DATASET ROWS:
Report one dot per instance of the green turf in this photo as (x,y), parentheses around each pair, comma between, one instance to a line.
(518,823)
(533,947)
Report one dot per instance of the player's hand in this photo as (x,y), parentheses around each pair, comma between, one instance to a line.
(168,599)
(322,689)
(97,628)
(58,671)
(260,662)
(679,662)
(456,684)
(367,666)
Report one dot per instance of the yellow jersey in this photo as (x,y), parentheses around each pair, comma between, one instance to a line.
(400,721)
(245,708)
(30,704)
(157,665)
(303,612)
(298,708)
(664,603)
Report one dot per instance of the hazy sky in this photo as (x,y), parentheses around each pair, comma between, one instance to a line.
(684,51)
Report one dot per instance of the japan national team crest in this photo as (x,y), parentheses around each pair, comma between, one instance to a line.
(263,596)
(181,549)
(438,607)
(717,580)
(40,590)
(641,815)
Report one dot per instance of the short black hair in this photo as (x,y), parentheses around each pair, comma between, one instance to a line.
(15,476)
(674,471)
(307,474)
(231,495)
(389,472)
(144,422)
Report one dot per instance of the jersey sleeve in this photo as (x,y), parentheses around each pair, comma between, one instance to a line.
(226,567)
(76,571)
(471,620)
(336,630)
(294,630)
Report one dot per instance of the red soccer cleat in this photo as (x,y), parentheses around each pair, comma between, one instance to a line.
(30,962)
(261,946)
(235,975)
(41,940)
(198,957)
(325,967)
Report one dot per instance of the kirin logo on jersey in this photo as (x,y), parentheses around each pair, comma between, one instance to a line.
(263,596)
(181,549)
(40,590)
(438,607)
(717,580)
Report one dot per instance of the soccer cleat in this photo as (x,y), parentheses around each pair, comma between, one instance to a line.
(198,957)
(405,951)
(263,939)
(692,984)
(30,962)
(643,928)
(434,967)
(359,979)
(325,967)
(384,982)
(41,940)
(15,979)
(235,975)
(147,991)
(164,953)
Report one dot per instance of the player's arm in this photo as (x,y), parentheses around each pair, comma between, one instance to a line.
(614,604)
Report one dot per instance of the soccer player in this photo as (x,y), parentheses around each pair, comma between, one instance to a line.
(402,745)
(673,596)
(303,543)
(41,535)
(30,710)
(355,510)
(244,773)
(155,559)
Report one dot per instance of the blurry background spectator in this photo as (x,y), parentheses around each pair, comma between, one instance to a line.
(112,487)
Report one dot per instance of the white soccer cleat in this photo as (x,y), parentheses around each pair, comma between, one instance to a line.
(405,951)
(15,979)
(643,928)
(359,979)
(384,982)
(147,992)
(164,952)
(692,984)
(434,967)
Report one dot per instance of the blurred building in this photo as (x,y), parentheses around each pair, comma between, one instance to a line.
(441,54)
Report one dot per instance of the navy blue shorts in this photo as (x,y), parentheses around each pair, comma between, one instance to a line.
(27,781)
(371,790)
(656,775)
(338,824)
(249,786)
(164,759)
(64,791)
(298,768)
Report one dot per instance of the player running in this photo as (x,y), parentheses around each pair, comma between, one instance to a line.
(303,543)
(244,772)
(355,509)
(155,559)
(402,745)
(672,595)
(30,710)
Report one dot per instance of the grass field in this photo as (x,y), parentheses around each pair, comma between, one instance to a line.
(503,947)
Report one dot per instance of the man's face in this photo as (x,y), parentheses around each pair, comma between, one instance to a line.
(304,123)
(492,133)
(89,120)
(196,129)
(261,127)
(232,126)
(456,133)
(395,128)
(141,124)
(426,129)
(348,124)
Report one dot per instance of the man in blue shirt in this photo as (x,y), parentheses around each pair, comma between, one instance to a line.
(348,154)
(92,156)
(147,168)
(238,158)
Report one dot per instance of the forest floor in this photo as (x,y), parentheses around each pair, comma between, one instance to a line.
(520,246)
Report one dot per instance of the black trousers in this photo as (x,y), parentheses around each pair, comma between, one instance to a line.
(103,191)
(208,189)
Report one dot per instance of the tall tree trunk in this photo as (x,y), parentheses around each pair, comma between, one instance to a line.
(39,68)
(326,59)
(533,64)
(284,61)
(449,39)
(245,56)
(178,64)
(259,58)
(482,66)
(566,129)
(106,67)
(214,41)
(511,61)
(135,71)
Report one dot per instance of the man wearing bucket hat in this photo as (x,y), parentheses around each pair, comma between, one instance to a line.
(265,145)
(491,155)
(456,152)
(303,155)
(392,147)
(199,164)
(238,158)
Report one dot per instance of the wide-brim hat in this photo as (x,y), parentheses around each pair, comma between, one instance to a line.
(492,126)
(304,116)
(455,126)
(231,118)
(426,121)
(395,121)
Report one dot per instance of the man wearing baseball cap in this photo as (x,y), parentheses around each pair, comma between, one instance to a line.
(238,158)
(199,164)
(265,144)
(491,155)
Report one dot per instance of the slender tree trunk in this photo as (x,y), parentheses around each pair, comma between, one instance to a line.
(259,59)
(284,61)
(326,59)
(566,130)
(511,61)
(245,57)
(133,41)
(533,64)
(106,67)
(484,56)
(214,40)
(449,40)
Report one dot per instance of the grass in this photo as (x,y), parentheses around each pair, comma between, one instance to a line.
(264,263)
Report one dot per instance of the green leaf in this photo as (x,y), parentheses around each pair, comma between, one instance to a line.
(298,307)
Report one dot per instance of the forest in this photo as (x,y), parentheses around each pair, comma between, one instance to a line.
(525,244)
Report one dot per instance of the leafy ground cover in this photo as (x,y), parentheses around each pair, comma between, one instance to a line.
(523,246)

DIRECTIONS: Emit the full listing verbatim.

TASK SOLUTION:
Report one dot per instance of the green turf in this photo as (x,y), parentheses around each pair, comma between, one instance to a line.
(518,823)
(533,947)
Report one dot per instance of the player's hand in this photo as (x,y), parentheses around each pair, comma between, one instance to a line.
(168,599)
(322,689)
(97,628)
(58,671)
(260,662)
(679,662)
(456,684)
(367,666)
Report one dot per instance of the yellow jersey in this photo as (x,y), parentheses around each pair, comma between, one instance to a line.
(400,721)
(245,708)
(30,704)
(157,665)
(303,612)
(298,708)
(664,603)
Report one dot per instance of the hazy sky in this photo as (x,y), parentheses around each pair, comma between, one instance to a line.
(684,51)
Report one dot per instance of the japan national team crest in this photo as (x,y), parentheses around each pair, comma between, one instance to a line.
(263,596)
(181,549)
(438,607)
(717,580)
(40,590)
(641,815)
Report one dot per instance of the short black hair in this photo as (x,y), parentheses around each pair, comma between, one instance to a line.
(15,476)
(674,471)
(307,474)
(231,495)
(389,472)
(144,422)
Report one dot per instance of the jersey sleeve in this photo as (x,y), parentheses around each pair, comma between, one instance to a line.
(226,567)
(76,571)
(471,620)
(336,630)
(294,630)
Report one dot per instance of the red soccer cleat in this photo as (x,y), parentheses around each pair, comma between, one instance to a line.
(30,962)
(261,946)
(235,975)
(41,940)
(198,957)
(325,967)
Report one dot per instance of the kirin logo on jersey in this photo as (x,y), parentheses around each pair, comma between, one instance to a line.
(263,596)
(181,549)
(40,590)
(438,607)
(717,580)
Report one dot per instance of the soccer cleat in this photo as (x,y), parentheses around each pair, comma between, one instance to a line.
(198,957)
(405,951)
(263,939)
(692,984)
(30,962)
(643,928)
(434,967)
(359,979)
(325,967)
(384,982)
(41,940)
(15,979)
(235,975)
(147,991)
(164,953)
Report one dot per instance of the player's arm in this photo as (x,y), parentheses around each pair, comma between, one instance to a line.
(614,604)
Report one dot per instance of the soccer player in this photo as (x,y), parentheses around each pair, comma between, one instance to a line.
(402,745)
(673,596)
(303,543)
(41,535)
(30,710)
(355,510)
(244,773)
(155,559)
Report one dot per instance of the blurry background spectator in this photo as (x,y), parentheses around each pair, comma between, one instance to a line.
(112,487)
Report one dot per instance of the white soccer cleat in this photo as (x,y), parentheses around each pair, comma between, one instance to a line.
(405,951)
(15,979)
(643,928)
(359,979)
(384,982)
(147,992)
(164,952)
(692,984)
(434,967)
Report one dot per instance of the blurred building in this photo as (x,y), parentheses around each pair, comma between, one instance to a line.
(441,54)
Report one dot per instance of the navy blue shorts in this photo as (x,y), parentheses around each pair, comma between, one instance to a line.
(27,781)
(371,790)
(656,775)
(338,824)
(249,786)
(164,759)
(64,791)
(298,768)
Report one dot per instance of the player running in this photo as (x,y), parentheses around each pair, comma between, one instance to a line.
(303,543)
(244,772)
(355,509)
(155,559)
(402,745)
(672,595)
(30,710)
Report one dot per instance of the grass field in this photo as (x,y), parentheses around each pair, comma between, one instance to a line.
(503,947)
Report one dot per instance of the man's face in this photo as (x,y), parentheses around each pair, comma between, one instance to a line.
(304,123)
(492,133)
(89,120)
(196,129)
(261,127)
(232,126)
(456,133)
(395,128)
(141,124)
(426,129)
(348,124)
Report one dot per instance of the man in blue shirt in this photo as (x,y), parentheses around each pair, comma between, one instance to a line.
(348,154)
(92,156)
(147,168)
(238,158)
Report one dot per instance of the forest floor in this photo as (x,y), parentheses around each pair, comma between, one instance to a line.
(520,246)
Report one dot per instance of the black trousers in this photo as (x,y), parentheses around each pair, comma between, one instance to a line.
(103,191)
(208,189)
Report one dot per instance of the tall tree trunk in this photo as (x,y), parentheses around each pair, comma between, one instance to a line.
(39,68)
(326,59)
(533,64)
(284,61)
(449,39)
(245,56)
(178,64)
(259,58)
(482,66)
(566,129)
(106,67)
(214,41)
(511,61)
(135,71)
Report one dot per instance of the man wearing bucket hat in this photo as (x,y), parentheses around each pair, comma between, one instance to a line.
(265,145)
(491,155)
(456,152)
(303,155)
(392,147)
(199,164)
(238,158)
Report one dot per instance of the wide-brim hat in this photo as (x,y), parentheses around each pair, comma between, one instance to a line.
(492,126)
(304,116)
(455,126)
(231,118)
(426,121)
(395,121)
Report one dot per instance of the man wearing baseball cap in this photo as (x,y), parentheses around each pair, comma between, one instance to a line.
(238,158)
(199,164)
(265,144)
(491,155)
Report one dot per instance of the slender tree trunk in this photo as (x,y), parentheses around each pair, comma between, one instance to a line.
(259,59)
(284,61)
(326,59)
(566,130)
(511,61)
(245,57)
(133,41)
(533,64)
(106,67)
(484,56)
(214,40)
(449,40)
Report one dot per instance of the grass in this photo as (x,y), parentheses around each pair, comma between, one instance to a line.
(264,263)
Report one dot per instance of the green leaf in this photo as (x,y), parentheses around each pair, comma between, one instance to a line.
(298,307)
Report one dot per instance of the forest in this photo as (x,y), parentheses around each pair, comma between, one instance to a line.
(525,244)
Report one dot per instance of the leafy ground cover in this photo as (x,y), parentheses around each pair, comma between, one instance to a line.
(523,246)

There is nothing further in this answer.